:: Stored records
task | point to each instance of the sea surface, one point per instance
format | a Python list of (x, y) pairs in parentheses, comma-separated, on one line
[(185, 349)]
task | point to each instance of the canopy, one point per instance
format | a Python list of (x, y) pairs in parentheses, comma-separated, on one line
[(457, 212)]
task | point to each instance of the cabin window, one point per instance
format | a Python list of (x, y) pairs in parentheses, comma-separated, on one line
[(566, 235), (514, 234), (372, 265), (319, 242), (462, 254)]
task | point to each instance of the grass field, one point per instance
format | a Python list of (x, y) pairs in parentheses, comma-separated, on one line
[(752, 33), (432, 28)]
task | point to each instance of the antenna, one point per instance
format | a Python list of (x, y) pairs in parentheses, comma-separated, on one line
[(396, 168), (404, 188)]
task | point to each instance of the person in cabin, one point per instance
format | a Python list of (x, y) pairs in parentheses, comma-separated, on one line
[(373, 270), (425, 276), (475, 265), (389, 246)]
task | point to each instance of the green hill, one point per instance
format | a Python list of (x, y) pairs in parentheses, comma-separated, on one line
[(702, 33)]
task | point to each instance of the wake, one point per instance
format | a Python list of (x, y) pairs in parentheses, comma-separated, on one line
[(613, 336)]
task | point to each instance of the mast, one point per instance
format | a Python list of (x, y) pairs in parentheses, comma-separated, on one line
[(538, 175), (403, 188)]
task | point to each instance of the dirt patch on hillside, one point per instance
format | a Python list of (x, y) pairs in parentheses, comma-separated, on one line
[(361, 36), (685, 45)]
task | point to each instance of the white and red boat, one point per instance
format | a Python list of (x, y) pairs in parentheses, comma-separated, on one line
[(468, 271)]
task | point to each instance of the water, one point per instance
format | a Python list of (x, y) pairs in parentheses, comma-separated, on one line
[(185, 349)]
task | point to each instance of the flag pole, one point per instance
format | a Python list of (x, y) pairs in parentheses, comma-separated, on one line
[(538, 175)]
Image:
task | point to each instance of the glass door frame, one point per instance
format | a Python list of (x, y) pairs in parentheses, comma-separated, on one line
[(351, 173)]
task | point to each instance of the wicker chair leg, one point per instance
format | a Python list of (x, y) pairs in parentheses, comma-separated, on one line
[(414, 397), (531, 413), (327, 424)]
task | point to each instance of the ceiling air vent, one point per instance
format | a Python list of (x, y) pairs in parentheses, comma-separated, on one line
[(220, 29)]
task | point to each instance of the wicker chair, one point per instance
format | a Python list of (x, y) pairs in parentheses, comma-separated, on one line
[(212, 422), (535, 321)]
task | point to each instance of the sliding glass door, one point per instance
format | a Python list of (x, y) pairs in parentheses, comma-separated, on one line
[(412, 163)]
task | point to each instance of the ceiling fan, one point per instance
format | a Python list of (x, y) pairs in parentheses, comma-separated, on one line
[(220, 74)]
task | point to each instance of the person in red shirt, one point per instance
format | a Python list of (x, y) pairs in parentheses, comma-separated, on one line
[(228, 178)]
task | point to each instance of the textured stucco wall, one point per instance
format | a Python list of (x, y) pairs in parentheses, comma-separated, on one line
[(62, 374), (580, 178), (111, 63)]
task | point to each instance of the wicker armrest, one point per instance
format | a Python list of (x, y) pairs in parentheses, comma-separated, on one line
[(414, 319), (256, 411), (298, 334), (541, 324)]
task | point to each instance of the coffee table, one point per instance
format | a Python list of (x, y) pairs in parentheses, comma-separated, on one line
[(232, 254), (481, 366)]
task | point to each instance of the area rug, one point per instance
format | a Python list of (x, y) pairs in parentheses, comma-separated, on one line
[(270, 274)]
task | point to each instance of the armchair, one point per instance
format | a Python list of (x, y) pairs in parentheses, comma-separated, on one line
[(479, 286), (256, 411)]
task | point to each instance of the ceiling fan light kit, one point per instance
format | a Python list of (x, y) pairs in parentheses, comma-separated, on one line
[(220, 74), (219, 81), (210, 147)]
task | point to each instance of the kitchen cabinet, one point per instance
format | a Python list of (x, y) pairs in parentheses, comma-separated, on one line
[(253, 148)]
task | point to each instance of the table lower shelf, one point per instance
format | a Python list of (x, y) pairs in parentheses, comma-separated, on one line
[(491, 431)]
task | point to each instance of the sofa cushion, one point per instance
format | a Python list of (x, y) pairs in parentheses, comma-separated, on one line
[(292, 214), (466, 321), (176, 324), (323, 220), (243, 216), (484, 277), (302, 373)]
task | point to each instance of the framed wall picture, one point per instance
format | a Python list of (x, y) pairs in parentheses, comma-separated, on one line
::::
▶ [Set task]:
Write out every one of the rows above verbatim, line for line.

▶ [Solution to this problem]:
task | point to each instance of the sea surface, one point per instance
format | a Python list of (x, y) pairs in parentheses, comma-separated, on one line
[(185, 349)]
task | point to each instance of the canopy, one point per instance
format | a Python list of (x, y) pairs in parentheses, comma-separated, on one line
[(457, 212)]
task | point to each instance of the cabin window, one point per instance
format | a Python list of (x, y) pairs in parentheses, comma-separated, on one line
[(566, 235), (514, 234), (372, 265), (319, 242), (462, 254)]
task | point to each instance of the grass field, one point per instance
format | a Python list of (x, y) pairs in parentheses, comma-separated, on one line
[(752, 33), (432, 28)]
task | point to each instance of the antenna, one point per instance
format | a Python list of (x, y) pairs in parentheses, comma-separated, on one line
[(396, 168), (404, 188)]
task | point to each instance of the person in cabin, one point per instance
format | a Python list of (x, y) pairs in parentheses, comma-separated, on one line
[(373, 270), (425, 276), (475, 265), (389, 246)]
task | point to each instance of the green hill, one point per instance
format | a Python list of (x, y) pairs in parentheses, comma-separated, on one line
[(702, 33)]
task | point to each instance of the wake, one point per instance
format | a Python list of (x, y) pairs in parentheses, comma-separated, on one line
[(613, 336)]
task | point to each instance of the mast, one point per instance
format | a Python list of (x, y) pairs in parentheses, comma-separated, on one line
[(538, 175), (403, 188)]
task | point to each instance of the dirt patch on hillside, one point per instance
format | a Python list of (x, y) pairs in parentheses, comma-separated, on one line
[(361, 36), (685, 45)]
task | point to each instance of the white and red boat, one point per instance
format | a Python list of (x, y) pairs in parentheses, comma-separated, on one line
[(468, 271)]
task | point to each instance of the water, one point per instance
format | a Python list of (x, y) pairs in parentheses, comma-separated, on one line
[(185, 349)]
task | point to each instance of the flag pole, one point per instance
format | a Python list of (x, y) pairs in parentheses, comma-separated, on one line
[(538, 175)]
Image:
task | point to each instance of the glass door frame, one point per instance
format | a Python list of (x, y) pairs in parentheses, comma-separated, on one line
[(351, 173)]
task | point to each instance of the wicker chair leg, one point per instance
format | a Python list of (x, y) pairs in parentheses, comma-separated, on one line
[(414, 397), (531, 413), (327, 424)]
task | point to each instance of the ceiling air vent, one point per instance
format | a Python list of (x, y) pairs in parentheses, comma-separated, on one line
[(220, 29)]
task | point to each instance of the wicker chair, one point per instance
format | a Python list of (x, y) pairs in parentheses, comma-separated, on one line
[(212, 422), (535, 321)]
task | point to each instance of the sliding glass door, one point per instance
format | a Python list of (x, y) pairs in parentheses, comma-separated, on one line
[(412, 163)]
task | point to each instance of the ceiling fan, one point per instance
format | a Python list of (x, y) pairs in parentheses, comma-separated, on one line
[(220, 74)]
task | point to each instance of the person in red shirt, one point per instance
format | a Python list of (x, y) pairs in parentheses, comma-separated, on one line
[(228, 178)]
task | point to each instance of the textured stucco wall, one point per instance
format | a Python list of (x, y) pairs in parentheses, comma-separated, on one line
[(62, 374), (580, 178), (111, 63)]
task | point to each instance of the wicker armrest, one point per instance
format | a Python list of (x, y) pairs in parentheses, comma-separated, on one line
[(414, 319), (256, 411), (298, 334), (541, 324)]
task | point to each instance of the coffee table, one point per instance
format | a Python list of (x, y) pairs in parentheses, comma-separated, on one line
[(232, 254), (481, 366)]
task | point to each instance of the area rug, one point per instance
format | a Python list of (x, y) pairs in parentheses, comma-separated, on one line
[(270, 274)]
task | point to each instance of the armchair, one point per instance
format | a Python list of (x, y) pairs in parentheses, comma-separated, on one line
[(479, 286), (256, 411)]
task | point to each instance of the ceiling fan light kit, one point per instance
format | a Python list of (x, y) pairs in parentheses, comma-separated, on one line
[(220, 74), (219, 81), (210, 147)]
task | point to each instance of the kitchen cabinet, one point per instance
format | a Python list of (x, y) pairs in parentheses, comma-separated, on one line
[(253, 148)]
task | point to each instance of the table lower shelf, one point per instance
format | a Python list of (x, y) pairs in parentheses, comma-separated, on one line
[(491, 431)]
task | point to each instance of the sofa cushion, one point per instance
format | a Python list of (x, y) pairs in parentheses, comma-separated, on one line
[(292, 214), (466, 321), (176, 324), (323, 220), (243, 216), (484, 277), (302, 373)]
task | point to each instance of the framed wall picture, one point per instance
format | a Python list of (x, y) pairs in parentheses, comma-separated, on one line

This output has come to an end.